_Supplied records_.
- - -

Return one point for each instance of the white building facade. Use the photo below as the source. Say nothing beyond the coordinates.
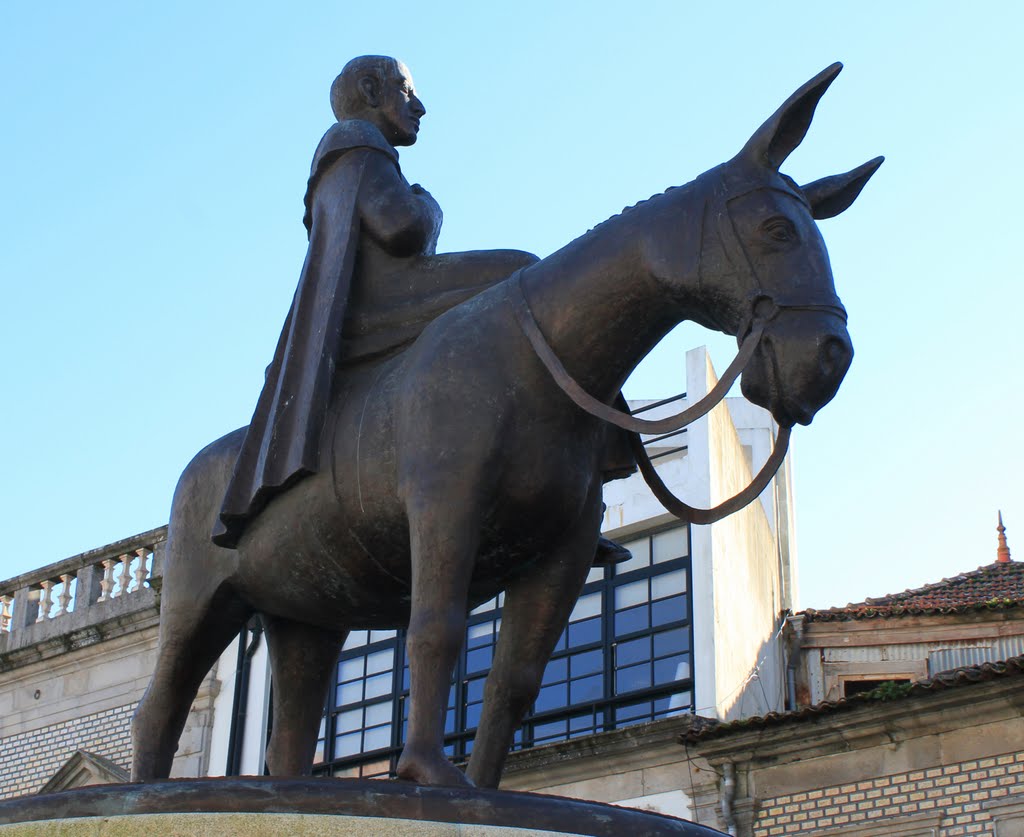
(690, 625)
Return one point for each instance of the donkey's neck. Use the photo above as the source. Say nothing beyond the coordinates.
(600, 302)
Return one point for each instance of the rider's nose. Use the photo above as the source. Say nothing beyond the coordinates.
(835, 357)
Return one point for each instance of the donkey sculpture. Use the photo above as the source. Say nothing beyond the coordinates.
(460, 468)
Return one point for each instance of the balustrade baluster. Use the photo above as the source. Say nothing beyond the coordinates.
(65, 597)
(141, 573)
(46, 601)
(125, 577)
(107, 585)
(5, 602)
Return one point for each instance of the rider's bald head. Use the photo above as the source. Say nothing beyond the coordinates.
(347, 93)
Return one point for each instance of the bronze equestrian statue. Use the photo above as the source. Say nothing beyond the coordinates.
(453, 462)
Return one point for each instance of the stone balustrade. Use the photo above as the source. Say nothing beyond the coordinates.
(81, 599)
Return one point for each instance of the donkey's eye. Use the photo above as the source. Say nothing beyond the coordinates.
(779, 229)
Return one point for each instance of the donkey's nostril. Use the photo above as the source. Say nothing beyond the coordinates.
(835, 357)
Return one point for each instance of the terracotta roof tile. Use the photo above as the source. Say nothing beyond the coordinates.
(995, 586)
(955, 678)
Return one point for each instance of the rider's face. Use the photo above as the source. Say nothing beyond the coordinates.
(399, 110)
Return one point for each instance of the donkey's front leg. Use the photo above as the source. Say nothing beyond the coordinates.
(444, 536)
(537, 609)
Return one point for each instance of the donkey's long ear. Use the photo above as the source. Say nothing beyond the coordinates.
(774, 140)
(829, 196)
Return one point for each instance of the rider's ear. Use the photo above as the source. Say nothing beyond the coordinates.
(368, 88)
(829, 196)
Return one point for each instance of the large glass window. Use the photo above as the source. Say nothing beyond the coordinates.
(625, 658)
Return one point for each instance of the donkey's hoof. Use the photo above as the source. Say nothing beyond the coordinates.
(431, 769)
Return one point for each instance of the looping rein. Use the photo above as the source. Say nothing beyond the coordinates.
(763, 308)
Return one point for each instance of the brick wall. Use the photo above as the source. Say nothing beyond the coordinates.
(955, 793)
(29, 760)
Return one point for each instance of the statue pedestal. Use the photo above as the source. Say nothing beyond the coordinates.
(256, 806)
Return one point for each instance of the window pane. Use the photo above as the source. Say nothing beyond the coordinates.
(348, 745)
(586, 722)
(586, 607)
(672, 668)
(381, 684)
(479, 659)
(671, 642)
(674, 705)
(671, 544)
(549, 730)
(635, 651)
(587, 689)
(632, 678)
(629, 594)
(481, 634)
(556, 671)
(585, 633)
(669, 610)
(551, 697)
(669, 584)
(474, 689)
(377, 738)
(350, 693)
(631, 712)
(378, 714)
(641, 556)
(349, 721)
(380, 661)
(589, 662)
(486, 605)
(350, 669)
(635, 619)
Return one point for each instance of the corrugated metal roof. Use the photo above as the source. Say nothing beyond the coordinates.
(996, 586)
(960, 677)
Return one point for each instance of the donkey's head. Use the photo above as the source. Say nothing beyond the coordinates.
(764, 267)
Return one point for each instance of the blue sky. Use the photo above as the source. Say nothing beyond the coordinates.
(155, 158)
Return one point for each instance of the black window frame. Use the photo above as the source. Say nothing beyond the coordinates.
(605, 712)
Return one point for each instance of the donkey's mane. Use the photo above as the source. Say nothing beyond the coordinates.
(627, 210)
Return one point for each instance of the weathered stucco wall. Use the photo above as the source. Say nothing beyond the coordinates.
(745, 590)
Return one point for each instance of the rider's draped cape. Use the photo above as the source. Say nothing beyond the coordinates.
(282, 444)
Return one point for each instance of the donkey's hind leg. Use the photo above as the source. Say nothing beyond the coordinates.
(194, 632)
(302, 658)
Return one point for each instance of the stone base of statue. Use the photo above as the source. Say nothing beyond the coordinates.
(323, 807)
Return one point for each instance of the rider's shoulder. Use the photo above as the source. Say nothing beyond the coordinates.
(349, 134)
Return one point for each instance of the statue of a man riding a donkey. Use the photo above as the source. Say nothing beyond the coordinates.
(436, 428)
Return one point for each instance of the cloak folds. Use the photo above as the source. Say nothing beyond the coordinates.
(282, 444)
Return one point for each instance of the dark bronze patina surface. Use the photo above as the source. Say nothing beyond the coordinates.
(353, 797)
(412, 456)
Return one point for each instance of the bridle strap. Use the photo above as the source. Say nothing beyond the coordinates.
(587, 403)
(704, 516)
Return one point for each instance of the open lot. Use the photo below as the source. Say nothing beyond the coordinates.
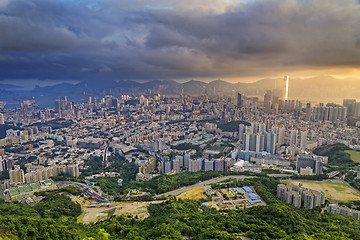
(355, 155)
(193, 194)
(334, 189)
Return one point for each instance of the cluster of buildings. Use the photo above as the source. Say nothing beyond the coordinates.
(17, 175)
(146, 129)
(300, 197)
(185, 163)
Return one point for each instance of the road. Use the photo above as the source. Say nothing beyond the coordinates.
(201, 184)
(87, 191)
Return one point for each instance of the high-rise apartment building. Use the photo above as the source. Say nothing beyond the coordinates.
(16, 176)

- - -

All lines from the one holding "Return one point for each instance of the open" through the last line of the entries, and nothing else, are to be output exactly; leave out the pictures.

Return one point for each instance of the open lot. Use the photo below as the source. Say nothing beyond the coordinates.
(355, 155)
(193, 194)
(334, 189)
Return one point for each instance of the cluster of buildings. Use the photo above as the source. Say nothing beyond the coordinates.
(17, 175)
(146, 129)
(300, 197)
(185, 163)
Return one point for each instance of the road. Use the photo above as the source. Say nothing beyond the coordinates.
(201, 184)
(87, 191)
Return one point for each instance of the high-rise apartment building. Use the photo above as the source. Say nothing beyond the coordinates.
(16, 176)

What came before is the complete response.